** begin RECORDS SHOWN **

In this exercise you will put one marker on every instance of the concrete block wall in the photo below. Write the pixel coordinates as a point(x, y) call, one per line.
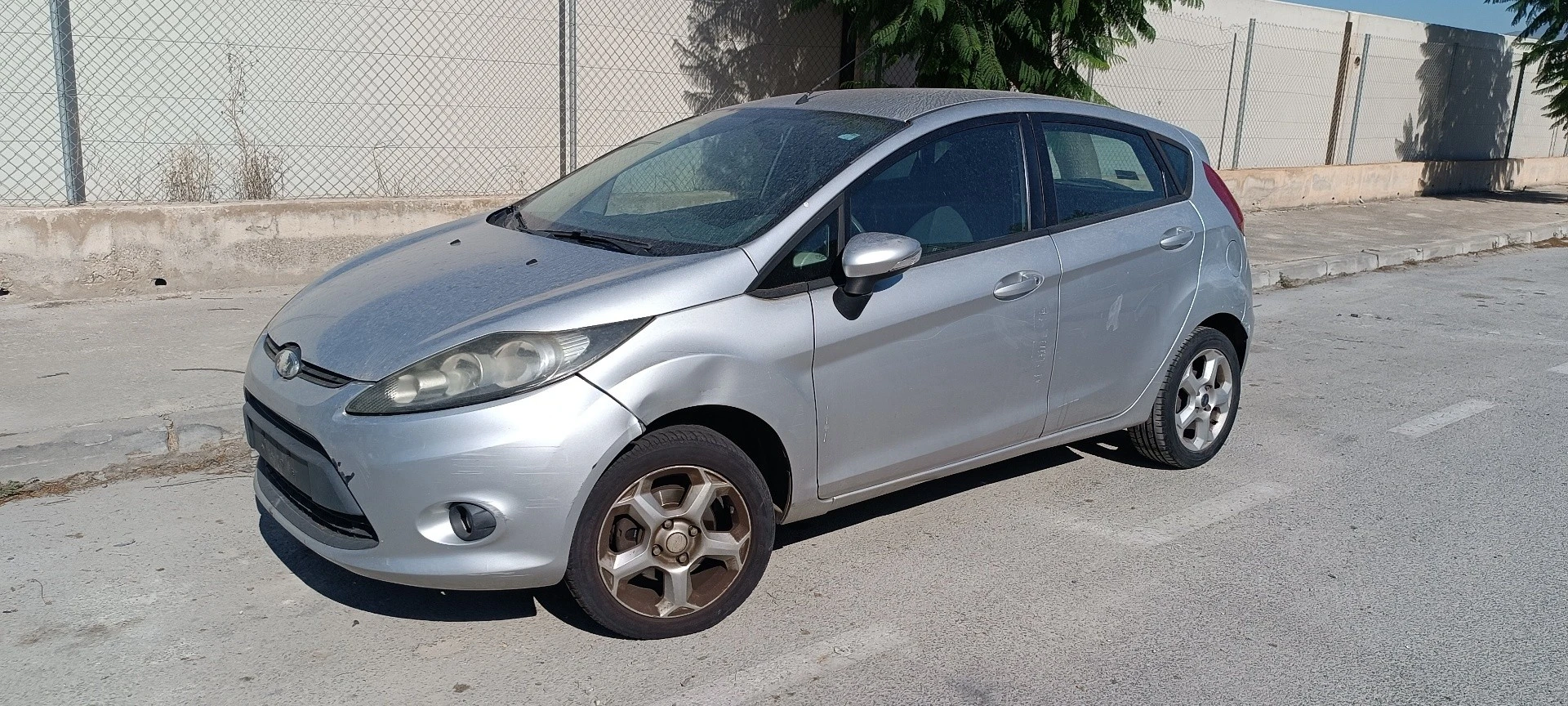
point(465, 98)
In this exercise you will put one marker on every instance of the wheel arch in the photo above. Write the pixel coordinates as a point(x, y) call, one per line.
point(1233, 328)
point(751, 433)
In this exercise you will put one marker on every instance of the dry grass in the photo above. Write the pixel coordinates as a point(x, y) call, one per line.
point(189, 173)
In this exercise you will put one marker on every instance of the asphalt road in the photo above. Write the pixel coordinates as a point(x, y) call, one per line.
point(1387, 526)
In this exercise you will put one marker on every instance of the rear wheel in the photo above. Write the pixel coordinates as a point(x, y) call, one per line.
point(1196, 404)
point(673, 537)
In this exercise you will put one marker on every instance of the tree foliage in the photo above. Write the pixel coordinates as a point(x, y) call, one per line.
point(1036, 46)
point(1545, 25)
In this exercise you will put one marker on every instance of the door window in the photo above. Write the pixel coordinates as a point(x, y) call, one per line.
point(952, 192)
point(1099, 170)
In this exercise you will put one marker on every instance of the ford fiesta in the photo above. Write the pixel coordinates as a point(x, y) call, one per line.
point(629, 378)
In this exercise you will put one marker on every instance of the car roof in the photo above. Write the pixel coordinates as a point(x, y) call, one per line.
point(905, 104)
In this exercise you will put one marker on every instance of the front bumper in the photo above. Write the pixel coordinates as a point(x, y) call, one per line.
point(530, 460)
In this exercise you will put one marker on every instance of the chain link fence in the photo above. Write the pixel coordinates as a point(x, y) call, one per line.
point(214, 101)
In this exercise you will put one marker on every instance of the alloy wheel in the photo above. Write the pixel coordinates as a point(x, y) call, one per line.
point(1203, 404)
point(675, 542)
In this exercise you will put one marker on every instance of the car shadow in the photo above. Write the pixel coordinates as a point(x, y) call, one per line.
point(1116, 446)
point(921, 494)
point(412, 603)
point(452, 606)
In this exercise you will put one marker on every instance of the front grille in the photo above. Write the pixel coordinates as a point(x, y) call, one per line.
point(311, 465)
point(286, 426)
point(311, 373)
point(356, 526)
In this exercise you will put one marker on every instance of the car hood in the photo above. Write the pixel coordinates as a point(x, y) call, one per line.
point(427, 293)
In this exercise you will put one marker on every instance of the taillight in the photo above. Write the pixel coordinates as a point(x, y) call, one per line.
point(1227, 196)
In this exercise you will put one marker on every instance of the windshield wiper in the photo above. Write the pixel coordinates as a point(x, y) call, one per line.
point(612, 240)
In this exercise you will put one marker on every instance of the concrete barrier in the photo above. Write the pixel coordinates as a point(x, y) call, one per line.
point(78, 252)
point(57, 253)
point(1294, 187)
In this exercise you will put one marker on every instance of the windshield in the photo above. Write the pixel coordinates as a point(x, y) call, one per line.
point(703, 184)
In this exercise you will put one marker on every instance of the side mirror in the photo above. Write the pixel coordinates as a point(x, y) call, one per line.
point(871, 257)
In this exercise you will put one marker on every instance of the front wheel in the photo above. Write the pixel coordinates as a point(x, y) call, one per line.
point(673, 537)
point(1196, 404)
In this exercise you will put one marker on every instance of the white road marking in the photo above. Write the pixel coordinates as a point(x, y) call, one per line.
point(1200, 515)
point(789, 668)
point(1441, 418)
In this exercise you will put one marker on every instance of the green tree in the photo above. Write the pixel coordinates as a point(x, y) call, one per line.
point(1545, 24)
point(1036, 46)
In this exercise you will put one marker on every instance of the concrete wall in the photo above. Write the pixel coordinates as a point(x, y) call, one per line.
point(52, 253)
point(373, 99)
point(1432, 93)
point(1349, 184)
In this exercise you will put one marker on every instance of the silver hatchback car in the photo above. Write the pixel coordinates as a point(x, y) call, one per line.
point(750, 317)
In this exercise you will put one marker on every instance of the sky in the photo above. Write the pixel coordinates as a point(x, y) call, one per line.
point(1471, 15)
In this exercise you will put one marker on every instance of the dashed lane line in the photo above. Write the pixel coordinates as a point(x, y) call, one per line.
point(797, 667)
point(1443, 418)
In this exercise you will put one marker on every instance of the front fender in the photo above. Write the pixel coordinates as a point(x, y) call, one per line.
point(745, 353)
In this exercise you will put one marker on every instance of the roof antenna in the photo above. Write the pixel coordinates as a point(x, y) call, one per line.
point(830, 76)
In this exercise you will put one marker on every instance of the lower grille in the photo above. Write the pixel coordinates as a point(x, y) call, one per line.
point(356, 526)
point(303, 477)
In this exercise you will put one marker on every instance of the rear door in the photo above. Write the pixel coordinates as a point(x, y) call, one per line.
point(951, 360)
point(1131, 248)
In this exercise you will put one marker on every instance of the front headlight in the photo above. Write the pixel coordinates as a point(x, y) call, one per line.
point(490, 368)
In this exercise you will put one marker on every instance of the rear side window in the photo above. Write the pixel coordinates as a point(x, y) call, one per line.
point(1181, 165)
point(1099, 170)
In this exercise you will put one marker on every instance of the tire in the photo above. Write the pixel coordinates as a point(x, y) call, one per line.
point(1196, 405)
point(681, 526)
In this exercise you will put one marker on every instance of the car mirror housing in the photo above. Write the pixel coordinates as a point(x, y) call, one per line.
point(871, 257)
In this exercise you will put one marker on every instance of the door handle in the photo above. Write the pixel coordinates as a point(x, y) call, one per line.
point(1018, 284)
point(1178, 237)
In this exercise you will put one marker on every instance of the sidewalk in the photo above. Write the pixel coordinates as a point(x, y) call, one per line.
point(1293, 247)
point(99, 383)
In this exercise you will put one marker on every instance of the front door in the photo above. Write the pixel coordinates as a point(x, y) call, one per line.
point(1131, 245)
point(951, 360)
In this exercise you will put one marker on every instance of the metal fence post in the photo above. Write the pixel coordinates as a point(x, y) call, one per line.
point(1339, 95)
point(1230, 83)
point(568, 65)
point(66, 101)
point(1513, 118)
point(1361, 87)
point(1241, 107)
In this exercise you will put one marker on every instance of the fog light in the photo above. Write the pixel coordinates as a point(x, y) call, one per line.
point(470, 521)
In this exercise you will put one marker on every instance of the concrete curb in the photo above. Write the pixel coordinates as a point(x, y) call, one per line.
point(90, 448)
point(1293, 274)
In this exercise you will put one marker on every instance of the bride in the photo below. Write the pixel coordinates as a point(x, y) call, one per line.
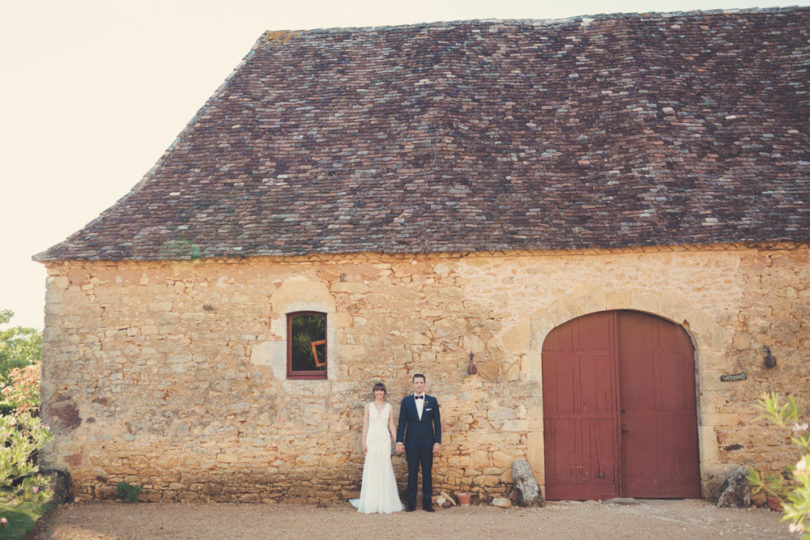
point(379, 492)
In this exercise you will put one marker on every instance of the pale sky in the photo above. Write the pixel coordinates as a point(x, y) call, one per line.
point(92, 92)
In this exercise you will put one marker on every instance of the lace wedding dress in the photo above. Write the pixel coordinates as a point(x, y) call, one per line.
point(379, 492)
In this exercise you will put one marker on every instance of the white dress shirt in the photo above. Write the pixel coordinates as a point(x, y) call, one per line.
point(420, 405)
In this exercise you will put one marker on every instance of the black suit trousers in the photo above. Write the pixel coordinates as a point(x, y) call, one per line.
point(416, 456)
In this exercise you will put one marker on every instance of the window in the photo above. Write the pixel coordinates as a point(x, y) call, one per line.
point(306, 345)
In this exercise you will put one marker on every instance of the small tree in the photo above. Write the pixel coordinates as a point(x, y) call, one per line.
point(795, 489)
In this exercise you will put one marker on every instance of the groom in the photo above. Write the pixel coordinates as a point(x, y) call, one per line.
point(420, 427)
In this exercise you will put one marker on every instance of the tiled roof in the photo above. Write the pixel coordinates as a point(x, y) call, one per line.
point(612, 131)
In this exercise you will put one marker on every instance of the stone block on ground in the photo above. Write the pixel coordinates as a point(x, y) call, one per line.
point(526, 486)
point(735, 491)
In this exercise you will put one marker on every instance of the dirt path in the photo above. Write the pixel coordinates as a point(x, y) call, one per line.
point(691, 519)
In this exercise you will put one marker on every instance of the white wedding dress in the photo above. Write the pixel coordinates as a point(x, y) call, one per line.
point(379, 492)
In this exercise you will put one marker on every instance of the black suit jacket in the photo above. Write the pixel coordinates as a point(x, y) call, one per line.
point(415, 432)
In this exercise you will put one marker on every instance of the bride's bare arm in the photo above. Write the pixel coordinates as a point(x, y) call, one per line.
point(391, 426)
point(365, 428)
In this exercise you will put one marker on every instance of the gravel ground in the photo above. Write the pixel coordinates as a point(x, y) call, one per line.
point(692, 519)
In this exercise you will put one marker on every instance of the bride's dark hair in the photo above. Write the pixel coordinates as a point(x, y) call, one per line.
point(379, 385)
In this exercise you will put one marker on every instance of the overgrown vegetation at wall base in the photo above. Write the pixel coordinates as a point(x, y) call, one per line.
point(24, 493)
point(792, 488)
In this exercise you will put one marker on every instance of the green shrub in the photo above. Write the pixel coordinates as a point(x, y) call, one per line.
point(793, 486)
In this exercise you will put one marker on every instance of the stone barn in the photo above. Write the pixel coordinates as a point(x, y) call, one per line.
point(607, 217)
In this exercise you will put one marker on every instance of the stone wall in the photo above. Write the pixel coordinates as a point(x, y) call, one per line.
point(172, 375)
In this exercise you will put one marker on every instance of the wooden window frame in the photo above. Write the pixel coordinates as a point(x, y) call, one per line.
point(307, 375)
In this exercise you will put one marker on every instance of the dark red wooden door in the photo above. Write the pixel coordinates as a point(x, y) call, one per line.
point(658, 411)
point(579, 409)
point(619, 409)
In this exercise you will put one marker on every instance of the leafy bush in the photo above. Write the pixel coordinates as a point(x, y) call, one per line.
point(21, 437)
point(792, 487)
point(19, 346)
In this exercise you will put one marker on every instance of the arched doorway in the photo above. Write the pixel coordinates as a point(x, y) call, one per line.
point(619, 409)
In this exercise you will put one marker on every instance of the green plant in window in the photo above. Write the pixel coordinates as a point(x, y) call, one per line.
point(308, 329)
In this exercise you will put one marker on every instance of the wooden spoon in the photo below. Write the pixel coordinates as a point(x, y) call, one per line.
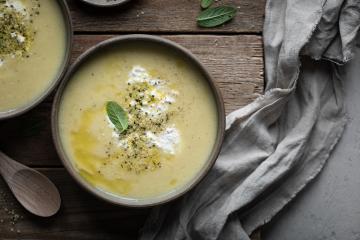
point(32, 189)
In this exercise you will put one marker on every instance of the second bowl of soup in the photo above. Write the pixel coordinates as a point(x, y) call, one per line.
point(35, 46)
point(138, 120)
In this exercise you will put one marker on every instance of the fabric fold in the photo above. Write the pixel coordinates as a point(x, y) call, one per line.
point(277, 144)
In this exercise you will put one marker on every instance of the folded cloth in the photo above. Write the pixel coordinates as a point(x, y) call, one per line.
point(277, 144)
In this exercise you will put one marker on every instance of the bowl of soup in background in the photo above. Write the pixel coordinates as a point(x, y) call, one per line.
point(37, 40)
point(175, 112)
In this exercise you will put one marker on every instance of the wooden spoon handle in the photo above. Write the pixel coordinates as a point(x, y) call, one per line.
point(8, 166)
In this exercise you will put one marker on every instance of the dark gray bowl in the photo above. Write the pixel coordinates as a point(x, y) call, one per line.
point(61, 72)
point(122, 200)
point(105, 3)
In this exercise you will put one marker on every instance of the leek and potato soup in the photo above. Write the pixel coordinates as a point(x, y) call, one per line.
point(138, 120)
point(32, 49)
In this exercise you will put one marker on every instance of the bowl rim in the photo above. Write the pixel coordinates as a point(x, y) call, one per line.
point(113, 198)
point(61, 71)
point(117, 4)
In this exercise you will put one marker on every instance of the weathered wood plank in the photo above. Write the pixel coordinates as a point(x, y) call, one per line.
point(81, 217)
point(236, 63)
point(163, 16)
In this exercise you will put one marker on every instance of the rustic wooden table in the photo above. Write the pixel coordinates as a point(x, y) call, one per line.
point(234, 55)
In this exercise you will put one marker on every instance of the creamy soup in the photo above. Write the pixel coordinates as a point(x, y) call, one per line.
point(172, 121)
point(32, 47)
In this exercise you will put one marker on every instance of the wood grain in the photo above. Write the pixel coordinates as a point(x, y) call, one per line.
point(236, 63)
point(81, 217)
point(164, 16)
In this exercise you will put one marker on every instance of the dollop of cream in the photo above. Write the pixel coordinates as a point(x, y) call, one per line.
point(156, 100)
point(168, 140)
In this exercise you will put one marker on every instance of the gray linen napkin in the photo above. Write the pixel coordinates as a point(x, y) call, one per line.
point(277, 144)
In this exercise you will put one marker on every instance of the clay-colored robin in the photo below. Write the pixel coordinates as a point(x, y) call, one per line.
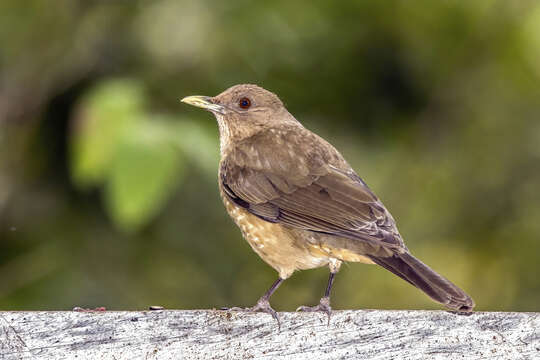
point(300, 205)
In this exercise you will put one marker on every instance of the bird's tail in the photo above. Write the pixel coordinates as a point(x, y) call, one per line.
point(423, 277)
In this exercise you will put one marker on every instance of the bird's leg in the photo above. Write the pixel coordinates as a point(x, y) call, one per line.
point(263, 305)
point(324, 303)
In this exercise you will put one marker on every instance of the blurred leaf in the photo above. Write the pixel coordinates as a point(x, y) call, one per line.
point(143, 174)
point(104, 115)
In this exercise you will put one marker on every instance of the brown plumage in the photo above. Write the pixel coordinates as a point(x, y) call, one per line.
point(299, 204)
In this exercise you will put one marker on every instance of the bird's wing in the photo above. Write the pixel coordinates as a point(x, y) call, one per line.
point(297, 179)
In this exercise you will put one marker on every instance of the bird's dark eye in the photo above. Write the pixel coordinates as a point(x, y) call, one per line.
point(244, 103)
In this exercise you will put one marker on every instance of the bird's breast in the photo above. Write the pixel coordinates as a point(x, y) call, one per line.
point(275, 244)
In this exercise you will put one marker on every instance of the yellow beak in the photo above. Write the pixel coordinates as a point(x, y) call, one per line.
point(204, 102)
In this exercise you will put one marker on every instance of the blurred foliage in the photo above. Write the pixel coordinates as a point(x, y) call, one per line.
point(108, 191)
point(136, 155)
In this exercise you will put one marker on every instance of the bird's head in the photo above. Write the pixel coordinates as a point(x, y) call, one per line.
point(242, 111)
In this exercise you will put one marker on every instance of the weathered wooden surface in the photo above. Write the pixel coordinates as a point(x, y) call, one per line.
point(210, 334)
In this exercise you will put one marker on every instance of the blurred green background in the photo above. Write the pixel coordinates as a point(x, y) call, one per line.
point(108, 188)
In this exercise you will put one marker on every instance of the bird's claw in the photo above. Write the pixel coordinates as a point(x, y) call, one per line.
point(261, 306)
point(323, 306)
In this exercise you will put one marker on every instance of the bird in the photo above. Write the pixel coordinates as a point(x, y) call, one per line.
point(300, 205)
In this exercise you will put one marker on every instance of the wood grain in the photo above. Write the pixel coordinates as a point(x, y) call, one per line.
point(212, 334)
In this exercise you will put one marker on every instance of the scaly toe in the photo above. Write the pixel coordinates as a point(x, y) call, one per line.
point(261, 306)
point(324, 306)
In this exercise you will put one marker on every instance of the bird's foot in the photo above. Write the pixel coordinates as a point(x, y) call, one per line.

** end RECORDS SHOWN **

* **AIM**
Copy out, line for line, the stretch of the records from the line that contains "of the gravel" through the line that contains "point(307, 375)", both included.

* **THE COMPLETED TASK**
In this exercise you will put one marker on every instance of the gravel ground in the photo above. Write the pixel coordinates as a point(x, y) call, one per line.
point(692, 519)
In this exercise you will put one marker on every instance of the bride's dark hair in the photo above. Write the pixel coordinates as a point(x, y) call, one per line.
point(379, 385)
In this exercise you will put one marker on every instance of the overgrown vegetation at wall base in the photo above. Write the pixel coordinates as a point(x, y) call, one per line.
point(24, 493)
point(792, 488)
In this exercise you will put one marker on every instance of the green shrub in the photo above. Write the pixel coordinates as a point(x, y) call, one per line.
point(793, 486)
In this exercise you will put one marker on every instance of the stone barn in the photo above. Write the pixel coordinates as a point(x, y) call, one per line.
point(607, 217)
In this exercise you will put one marker on every instance of the stone wall in the photo above. Write the pixel coordinates as a point(x, y) call, one per line.
point(172, 375)
In this exercise you will put one marker on every instance of the wooden window frame in the photo above. Write the pixel coordinates as a point(x, y) call, one per line.
point(307, 375)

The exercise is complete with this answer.